§ Problem to work on
Repeat exactly the lines of the entries below from the one with "Query: large stone villa" through the one with "instance like [350,312].", both ends included, and nothing else.

§ Supplied data
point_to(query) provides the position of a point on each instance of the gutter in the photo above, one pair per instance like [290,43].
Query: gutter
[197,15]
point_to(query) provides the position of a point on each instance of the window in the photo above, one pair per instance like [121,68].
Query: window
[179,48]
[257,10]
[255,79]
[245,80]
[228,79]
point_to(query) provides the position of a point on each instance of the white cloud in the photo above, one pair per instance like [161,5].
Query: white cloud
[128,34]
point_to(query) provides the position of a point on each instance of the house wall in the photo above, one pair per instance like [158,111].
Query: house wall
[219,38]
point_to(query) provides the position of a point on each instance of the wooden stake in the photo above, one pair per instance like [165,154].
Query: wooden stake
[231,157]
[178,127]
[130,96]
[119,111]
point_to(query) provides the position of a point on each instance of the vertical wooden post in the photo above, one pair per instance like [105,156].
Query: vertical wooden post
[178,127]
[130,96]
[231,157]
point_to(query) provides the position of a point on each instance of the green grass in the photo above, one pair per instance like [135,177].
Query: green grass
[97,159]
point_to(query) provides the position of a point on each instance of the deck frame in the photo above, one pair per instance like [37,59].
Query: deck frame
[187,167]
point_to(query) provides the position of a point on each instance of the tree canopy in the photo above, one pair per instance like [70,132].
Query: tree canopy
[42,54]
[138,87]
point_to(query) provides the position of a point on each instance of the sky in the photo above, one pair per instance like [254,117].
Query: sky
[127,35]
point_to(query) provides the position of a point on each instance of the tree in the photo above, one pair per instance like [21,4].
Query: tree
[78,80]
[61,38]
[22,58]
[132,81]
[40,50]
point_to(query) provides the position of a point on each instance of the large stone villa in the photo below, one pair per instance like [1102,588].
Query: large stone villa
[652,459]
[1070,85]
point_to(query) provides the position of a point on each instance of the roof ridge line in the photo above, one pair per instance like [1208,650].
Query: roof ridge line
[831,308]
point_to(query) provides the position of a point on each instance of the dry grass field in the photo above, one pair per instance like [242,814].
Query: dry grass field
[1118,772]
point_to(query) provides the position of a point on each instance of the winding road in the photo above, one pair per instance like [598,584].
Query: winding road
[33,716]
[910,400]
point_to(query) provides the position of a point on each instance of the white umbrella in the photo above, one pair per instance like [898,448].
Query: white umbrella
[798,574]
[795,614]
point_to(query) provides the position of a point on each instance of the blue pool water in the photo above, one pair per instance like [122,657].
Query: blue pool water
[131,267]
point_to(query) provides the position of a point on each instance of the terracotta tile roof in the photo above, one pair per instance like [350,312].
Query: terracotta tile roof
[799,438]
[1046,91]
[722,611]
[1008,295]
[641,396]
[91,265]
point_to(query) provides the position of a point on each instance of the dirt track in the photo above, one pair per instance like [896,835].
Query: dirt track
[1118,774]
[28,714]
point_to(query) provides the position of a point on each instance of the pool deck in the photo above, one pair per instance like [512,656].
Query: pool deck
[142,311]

§ Exercise answer
Query: large stone villa
[652,459]
[1070,85]
point_to(query) provides the position of a point on each instance of the roof ridge line in the photo above, one pair per instance like [1208,650].
Query: roof ridge line
[831,308]
point_to(query) provides the position of a point on each instance of the dry grass field in the photo above, one pair per instance like [242,814].
Query: dry grass field
[1118,772]
point_to(query) provides the position of a point on each instance of the winding road in the photo above, one pair per instance like [598,584].
Query: winding road
[33,716]
[910,400]
point_to(query) provides the position of a point on each instance of the white umbrella in the photo above, one pair per instance like [898,448].
Query: white umbrella
[798,574]
[795,614]
point_to(query) provides the position of a point on each instance of the blue pool water in the photo above, one pair per instance like [122,657].
Query: blue pool water
[131,267]
point_to(query) provides the position of a point on each instance of the terracotta tile roof in the photo above, one pair per instance like [350,312].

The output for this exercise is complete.